WHAT TO PRODUCE: The lines to copy are those in the listing below that contain the word "grass".
══════
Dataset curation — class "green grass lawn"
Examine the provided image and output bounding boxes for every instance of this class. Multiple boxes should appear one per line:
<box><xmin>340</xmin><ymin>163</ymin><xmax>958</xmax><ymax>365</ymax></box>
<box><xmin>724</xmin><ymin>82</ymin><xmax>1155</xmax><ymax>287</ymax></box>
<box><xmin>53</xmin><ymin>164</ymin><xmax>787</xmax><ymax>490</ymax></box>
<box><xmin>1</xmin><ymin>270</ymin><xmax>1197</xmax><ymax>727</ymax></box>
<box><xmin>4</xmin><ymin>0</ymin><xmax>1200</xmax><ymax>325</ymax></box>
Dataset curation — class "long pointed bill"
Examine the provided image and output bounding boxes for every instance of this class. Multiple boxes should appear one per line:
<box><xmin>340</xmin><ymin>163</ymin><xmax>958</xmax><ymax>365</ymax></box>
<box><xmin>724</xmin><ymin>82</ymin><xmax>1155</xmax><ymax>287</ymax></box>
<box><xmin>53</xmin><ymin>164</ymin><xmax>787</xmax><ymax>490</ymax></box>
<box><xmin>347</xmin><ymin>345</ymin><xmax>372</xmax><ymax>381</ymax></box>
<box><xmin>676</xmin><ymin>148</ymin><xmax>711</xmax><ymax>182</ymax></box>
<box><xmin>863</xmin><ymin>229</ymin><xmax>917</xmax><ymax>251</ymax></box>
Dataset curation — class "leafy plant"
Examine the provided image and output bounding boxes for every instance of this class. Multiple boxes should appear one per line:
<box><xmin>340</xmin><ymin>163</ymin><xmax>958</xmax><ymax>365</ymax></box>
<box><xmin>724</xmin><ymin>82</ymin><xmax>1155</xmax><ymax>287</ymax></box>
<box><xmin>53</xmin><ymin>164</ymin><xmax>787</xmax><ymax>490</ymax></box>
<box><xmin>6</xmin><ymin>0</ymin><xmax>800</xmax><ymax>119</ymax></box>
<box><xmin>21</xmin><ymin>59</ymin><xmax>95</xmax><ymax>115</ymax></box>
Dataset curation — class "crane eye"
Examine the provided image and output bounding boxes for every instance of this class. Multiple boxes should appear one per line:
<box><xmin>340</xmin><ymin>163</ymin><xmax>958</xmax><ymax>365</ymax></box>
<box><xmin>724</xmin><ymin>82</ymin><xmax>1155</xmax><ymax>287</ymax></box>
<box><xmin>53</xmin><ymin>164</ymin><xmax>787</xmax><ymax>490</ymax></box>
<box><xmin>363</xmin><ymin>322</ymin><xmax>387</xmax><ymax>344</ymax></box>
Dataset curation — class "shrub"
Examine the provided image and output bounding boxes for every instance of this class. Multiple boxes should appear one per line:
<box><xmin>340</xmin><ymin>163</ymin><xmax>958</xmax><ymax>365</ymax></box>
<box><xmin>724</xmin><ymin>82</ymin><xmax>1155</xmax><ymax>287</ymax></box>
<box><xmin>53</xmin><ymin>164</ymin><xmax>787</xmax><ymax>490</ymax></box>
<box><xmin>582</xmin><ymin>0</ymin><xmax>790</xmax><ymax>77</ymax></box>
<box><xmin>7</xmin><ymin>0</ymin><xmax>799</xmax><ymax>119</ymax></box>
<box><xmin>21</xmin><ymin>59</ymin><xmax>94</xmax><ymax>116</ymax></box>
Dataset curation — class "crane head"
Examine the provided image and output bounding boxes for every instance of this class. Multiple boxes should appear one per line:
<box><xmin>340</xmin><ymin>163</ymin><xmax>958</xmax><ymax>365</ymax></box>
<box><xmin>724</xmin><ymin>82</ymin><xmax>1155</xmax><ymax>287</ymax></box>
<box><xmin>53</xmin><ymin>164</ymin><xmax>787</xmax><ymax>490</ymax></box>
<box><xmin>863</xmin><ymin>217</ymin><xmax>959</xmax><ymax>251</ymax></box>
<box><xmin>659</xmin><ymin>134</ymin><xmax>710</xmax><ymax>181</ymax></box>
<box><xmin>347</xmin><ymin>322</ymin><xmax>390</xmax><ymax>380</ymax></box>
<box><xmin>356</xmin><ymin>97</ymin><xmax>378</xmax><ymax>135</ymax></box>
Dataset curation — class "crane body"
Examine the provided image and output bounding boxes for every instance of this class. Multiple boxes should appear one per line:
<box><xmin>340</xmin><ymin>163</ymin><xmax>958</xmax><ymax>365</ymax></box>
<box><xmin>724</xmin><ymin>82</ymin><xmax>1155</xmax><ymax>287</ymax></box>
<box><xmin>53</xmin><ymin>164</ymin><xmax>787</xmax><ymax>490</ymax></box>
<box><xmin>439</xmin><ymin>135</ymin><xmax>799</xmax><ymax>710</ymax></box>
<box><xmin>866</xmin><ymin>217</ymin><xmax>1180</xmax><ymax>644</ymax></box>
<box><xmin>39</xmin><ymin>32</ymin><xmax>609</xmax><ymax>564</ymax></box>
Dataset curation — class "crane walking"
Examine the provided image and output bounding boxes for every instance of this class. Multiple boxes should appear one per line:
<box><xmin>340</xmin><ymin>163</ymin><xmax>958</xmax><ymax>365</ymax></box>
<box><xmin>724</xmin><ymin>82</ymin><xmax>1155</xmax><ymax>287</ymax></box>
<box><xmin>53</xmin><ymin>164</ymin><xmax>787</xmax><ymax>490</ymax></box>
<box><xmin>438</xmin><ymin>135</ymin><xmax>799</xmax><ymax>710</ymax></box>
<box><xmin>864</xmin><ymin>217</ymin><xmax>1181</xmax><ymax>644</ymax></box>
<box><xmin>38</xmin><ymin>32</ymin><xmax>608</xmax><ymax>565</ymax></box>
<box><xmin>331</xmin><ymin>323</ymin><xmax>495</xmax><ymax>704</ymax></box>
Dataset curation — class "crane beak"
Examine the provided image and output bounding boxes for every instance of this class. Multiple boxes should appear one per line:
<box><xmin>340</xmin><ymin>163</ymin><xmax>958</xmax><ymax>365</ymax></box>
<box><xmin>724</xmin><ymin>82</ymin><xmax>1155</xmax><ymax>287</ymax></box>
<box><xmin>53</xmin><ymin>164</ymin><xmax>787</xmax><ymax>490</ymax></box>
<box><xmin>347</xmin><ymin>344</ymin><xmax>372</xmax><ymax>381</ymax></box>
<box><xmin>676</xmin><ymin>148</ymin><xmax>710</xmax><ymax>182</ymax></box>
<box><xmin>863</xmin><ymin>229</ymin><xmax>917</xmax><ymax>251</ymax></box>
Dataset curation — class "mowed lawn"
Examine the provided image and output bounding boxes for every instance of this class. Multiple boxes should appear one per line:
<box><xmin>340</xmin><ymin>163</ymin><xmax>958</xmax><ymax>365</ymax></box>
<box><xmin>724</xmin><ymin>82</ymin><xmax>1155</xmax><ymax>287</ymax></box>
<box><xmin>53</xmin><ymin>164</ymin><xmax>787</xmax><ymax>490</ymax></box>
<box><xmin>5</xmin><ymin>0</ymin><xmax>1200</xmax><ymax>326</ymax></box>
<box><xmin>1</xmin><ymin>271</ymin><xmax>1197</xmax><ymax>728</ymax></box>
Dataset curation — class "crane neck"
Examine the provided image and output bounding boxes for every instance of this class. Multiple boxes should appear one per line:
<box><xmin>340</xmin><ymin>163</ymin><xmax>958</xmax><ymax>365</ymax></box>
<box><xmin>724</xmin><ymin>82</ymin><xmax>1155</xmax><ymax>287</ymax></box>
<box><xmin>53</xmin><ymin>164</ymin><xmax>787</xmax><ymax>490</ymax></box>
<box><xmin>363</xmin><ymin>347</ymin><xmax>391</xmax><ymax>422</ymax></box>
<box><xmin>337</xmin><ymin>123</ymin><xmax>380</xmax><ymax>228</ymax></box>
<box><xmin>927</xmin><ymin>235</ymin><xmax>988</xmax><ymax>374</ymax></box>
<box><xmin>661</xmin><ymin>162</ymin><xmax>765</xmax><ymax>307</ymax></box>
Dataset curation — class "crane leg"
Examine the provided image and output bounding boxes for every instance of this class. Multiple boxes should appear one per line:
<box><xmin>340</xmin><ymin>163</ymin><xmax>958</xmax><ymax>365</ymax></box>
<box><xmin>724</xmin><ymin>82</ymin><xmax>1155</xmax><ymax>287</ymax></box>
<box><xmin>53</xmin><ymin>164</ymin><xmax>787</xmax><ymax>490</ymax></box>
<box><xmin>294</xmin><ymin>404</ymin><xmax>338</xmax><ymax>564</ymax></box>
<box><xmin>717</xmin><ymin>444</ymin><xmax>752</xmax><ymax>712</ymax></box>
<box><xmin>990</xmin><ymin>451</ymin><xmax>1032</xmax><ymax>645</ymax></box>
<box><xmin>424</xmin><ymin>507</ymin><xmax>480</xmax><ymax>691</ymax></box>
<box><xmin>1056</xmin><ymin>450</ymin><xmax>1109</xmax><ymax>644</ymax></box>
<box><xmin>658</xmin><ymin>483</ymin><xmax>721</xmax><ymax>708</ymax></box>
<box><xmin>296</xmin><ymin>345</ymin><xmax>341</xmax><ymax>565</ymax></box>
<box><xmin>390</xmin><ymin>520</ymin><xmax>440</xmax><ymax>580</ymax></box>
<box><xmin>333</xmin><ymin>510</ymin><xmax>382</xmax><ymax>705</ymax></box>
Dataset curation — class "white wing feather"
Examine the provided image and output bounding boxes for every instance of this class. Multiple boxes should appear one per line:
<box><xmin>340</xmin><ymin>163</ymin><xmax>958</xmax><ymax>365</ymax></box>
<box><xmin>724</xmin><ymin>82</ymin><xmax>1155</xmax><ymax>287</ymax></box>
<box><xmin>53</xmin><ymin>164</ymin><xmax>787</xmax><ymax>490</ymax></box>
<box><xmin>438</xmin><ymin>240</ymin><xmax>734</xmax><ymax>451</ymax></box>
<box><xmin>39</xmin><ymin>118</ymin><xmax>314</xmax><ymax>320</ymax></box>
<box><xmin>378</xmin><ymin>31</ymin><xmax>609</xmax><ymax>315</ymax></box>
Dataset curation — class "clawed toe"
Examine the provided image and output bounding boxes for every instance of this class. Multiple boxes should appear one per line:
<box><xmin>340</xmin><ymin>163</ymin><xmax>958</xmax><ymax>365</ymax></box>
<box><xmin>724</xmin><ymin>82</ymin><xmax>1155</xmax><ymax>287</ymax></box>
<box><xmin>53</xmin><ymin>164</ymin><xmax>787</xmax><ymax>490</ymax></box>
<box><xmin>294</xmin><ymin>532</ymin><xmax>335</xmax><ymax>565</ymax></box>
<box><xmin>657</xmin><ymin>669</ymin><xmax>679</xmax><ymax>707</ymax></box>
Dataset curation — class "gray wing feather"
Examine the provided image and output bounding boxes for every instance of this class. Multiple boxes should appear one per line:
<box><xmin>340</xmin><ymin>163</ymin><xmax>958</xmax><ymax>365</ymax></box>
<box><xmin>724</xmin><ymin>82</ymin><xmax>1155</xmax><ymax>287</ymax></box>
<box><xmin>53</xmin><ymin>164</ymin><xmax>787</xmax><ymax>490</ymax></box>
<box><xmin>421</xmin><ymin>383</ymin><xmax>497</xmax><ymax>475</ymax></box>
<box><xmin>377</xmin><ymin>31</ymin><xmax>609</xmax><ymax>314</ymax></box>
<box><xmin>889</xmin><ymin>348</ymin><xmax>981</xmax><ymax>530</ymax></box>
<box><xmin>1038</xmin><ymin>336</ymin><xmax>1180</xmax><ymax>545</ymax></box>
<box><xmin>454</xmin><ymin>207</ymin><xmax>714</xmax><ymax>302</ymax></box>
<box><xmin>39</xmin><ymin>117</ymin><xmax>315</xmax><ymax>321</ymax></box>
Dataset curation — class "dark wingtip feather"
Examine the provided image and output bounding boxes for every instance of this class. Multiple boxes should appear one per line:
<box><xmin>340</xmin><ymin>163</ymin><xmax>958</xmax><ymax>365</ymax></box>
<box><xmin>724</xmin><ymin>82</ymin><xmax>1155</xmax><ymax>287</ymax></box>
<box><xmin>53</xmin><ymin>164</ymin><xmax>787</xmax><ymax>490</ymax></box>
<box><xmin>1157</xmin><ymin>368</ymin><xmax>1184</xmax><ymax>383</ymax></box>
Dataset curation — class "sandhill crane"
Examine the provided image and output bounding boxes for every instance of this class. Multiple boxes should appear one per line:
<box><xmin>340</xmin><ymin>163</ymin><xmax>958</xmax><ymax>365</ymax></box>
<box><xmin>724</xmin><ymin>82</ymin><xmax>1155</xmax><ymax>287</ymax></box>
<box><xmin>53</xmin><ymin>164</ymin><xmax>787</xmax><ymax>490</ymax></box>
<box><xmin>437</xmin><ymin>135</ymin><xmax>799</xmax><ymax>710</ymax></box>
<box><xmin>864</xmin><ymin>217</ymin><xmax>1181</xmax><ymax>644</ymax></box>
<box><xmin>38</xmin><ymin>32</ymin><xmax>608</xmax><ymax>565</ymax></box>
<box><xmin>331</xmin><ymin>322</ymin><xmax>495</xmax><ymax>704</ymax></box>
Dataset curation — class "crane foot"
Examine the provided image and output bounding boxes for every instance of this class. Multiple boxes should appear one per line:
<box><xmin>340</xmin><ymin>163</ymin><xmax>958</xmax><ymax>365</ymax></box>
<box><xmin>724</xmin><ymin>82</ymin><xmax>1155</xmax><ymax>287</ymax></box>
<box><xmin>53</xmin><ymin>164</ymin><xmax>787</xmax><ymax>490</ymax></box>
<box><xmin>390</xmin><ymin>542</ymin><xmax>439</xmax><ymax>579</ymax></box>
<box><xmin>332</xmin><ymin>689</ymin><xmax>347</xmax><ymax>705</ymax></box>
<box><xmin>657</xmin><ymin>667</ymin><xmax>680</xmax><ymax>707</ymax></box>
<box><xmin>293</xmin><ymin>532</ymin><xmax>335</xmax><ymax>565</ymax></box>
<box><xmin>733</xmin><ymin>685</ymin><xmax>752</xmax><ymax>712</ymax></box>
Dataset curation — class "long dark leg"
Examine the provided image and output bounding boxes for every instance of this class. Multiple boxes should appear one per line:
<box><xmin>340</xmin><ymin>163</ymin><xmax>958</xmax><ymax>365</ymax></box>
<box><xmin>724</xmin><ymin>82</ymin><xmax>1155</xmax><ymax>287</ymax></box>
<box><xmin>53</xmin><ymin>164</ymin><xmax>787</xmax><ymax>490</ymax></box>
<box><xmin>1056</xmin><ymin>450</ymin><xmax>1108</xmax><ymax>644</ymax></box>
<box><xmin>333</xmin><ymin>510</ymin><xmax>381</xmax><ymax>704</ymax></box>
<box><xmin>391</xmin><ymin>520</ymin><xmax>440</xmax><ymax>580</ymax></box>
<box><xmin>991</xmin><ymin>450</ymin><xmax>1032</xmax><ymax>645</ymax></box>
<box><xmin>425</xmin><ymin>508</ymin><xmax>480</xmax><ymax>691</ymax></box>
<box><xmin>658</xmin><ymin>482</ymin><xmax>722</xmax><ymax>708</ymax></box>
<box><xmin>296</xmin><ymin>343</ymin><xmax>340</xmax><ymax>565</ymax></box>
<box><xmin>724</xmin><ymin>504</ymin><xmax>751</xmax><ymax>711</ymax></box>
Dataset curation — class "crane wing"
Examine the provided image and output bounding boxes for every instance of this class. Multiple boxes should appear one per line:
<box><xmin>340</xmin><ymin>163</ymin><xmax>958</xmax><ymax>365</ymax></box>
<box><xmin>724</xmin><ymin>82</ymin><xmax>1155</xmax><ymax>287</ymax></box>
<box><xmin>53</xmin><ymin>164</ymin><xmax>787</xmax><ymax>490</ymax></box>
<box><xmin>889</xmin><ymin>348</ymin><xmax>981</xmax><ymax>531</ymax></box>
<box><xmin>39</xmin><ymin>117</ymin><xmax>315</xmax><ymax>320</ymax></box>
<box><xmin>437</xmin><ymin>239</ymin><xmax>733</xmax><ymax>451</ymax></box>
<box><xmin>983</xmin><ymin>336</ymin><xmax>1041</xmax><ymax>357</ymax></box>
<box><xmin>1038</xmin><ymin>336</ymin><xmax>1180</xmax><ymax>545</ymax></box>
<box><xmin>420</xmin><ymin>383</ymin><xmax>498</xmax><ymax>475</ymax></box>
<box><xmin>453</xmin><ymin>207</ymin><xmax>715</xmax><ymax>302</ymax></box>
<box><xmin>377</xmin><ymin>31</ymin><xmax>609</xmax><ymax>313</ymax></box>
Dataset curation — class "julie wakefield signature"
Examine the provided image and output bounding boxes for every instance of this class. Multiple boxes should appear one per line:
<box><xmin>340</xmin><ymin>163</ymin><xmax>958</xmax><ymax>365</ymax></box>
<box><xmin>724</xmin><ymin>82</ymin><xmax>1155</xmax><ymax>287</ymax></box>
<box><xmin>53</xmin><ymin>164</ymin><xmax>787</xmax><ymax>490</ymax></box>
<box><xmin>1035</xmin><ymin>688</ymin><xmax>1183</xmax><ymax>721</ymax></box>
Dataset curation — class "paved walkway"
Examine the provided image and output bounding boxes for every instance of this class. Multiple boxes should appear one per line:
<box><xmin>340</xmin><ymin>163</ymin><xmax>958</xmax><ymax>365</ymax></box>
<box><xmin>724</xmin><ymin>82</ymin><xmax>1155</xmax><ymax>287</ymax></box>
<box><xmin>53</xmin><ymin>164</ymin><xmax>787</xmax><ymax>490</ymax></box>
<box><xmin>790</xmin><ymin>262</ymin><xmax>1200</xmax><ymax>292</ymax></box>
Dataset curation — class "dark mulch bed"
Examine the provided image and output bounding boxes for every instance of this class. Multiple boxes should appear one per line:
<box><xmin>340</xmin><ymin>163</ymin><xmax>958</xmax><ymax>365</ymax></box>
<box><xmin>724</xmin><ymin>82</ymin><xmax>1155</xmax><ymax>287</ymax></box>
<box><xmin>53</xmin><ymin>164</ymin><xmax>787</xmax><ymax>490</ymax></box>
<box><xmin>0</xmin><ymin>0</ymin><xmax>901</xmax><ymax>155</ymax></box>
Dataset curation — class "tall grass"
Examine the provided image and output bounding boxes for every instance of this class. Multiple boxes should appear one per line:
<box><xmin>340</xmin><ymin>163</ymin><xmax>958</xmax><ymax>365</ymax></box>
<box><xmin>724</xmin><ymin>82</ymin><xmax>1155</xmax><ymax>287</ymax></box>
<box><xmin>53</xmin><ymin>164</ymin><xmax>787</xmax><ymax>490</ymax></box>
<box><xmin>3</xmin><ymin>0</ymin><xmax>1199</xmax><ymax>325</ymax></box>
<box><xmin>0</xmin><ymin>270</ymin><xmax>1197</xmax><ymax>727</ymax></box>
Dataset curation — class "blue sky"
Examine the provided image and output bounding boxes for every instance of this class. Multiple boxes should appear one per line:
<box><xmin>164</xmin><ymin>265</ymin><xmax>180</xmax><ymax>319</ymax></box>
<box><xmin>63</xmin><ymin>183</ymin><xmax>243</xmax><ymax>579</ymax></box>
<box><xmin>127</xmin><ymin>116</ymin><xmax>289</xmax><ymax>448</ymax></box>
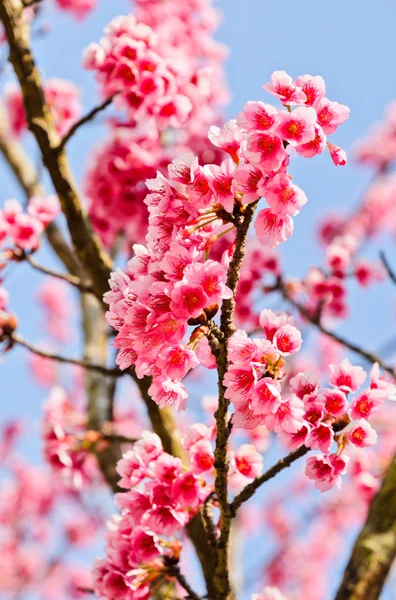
<box><xmin>1</xmin><ymin>0</ymin><xmax>396</xmax><ymax>598</ymax></box>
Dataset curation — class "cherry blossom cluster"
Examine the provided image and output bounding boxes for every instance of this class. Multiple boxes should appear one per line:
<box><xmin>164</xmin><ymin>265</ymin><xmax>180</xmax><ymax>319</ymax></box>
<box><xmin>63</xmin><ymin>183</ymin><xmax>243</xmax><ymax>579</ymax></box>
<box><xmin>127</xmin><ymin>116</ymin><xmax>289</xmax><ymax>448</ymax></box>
<box><xmin>4</xmin><ymin>79</ymin><xmax>81</xmax><ymax>138</ymax></box>
<box><xmin>130</xmin><ymin>0</ymin><xmax>229</xmax><ymax>131</ymax></box>
<box><xmin>0</xmin><ymin>421</ymin><xmax>96</xmax><ymax>599</ymax></box>
<box><xmin>355</xmin><ymin>101</ymin><xmax>396</xmax><ymax>169</ymax></box>
<box><xmin>285</xmin><ymin>252</ymin><xmax>384</xmax><ymax>322</ymax></box>
<box><xmin>42</xmin><ymin>386</ymin><xmax>100</xmax><ymax>489</ymax></box>
<box><xmin>302</xmin><ymin>360</ymin><xmax>395</xmax><ymax>491</ymax></box>
<box><xmin>94</xmin><ymin>426</ymin><xmax>263</xmax><ymax>599</ymax></box>
<box><xmin>305</xmin><ymin>103</ymin><xmax>396</xmax><ymax>320</ymax></box>
<box><xmin>223</xmin><ymin>308</ymin><xmax>396</xmax><ymax>491</ymax></box>
<box><xmin>37</xmin><ymin>280</ymin><xmax>72</xmax><ymax>343</ymax></box>
<box><xmin>83</xmin><ymin>12</ymin><xmax>227</xmax><ymax>132</ymax></box>
<box><xmin>104</xmin><ymin>73</ymin><xmax>349</xmax><ymax>412</ymax></box>
<box><xmin>54</xmin><ymin>0</ymin><xmax>97</xmax><ymax>19</ymax></box>
<box><xmin>84</xmin><ymin>130</ymin><xmax>163</xmax><ymax>248</ymax></box>
<box><xmin>84</xmin><ymin>126</ymin><xmax>225</xmax><ymax>248</ymax></box>
<box><xmin>234</xmin><ymin>240</ymin><xmax>280</xmax><ymax>329</ymax></box>
<box><xmin>41</xmin><ymin>385</ymin><xmax>146</xmax><ymax>489</ymax></box>
<box><xmin>252</xmin><ymin>398</ymin><xmax>396</xmax><ymax>599</ymax></box>
<box><xmin>0</xmin><ymin>196</ymin><xmax>60</xmax><ymax>254</ymax></box>
<box><xmin>83</xmin><ymin>1</ymin><xmax>227</xmax><ymax>248</ymax></box>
══════
ANSWER TO THE EXERCISE:
Dataset curation — class "green grass lawn"
Dataset curation — class "tall grass"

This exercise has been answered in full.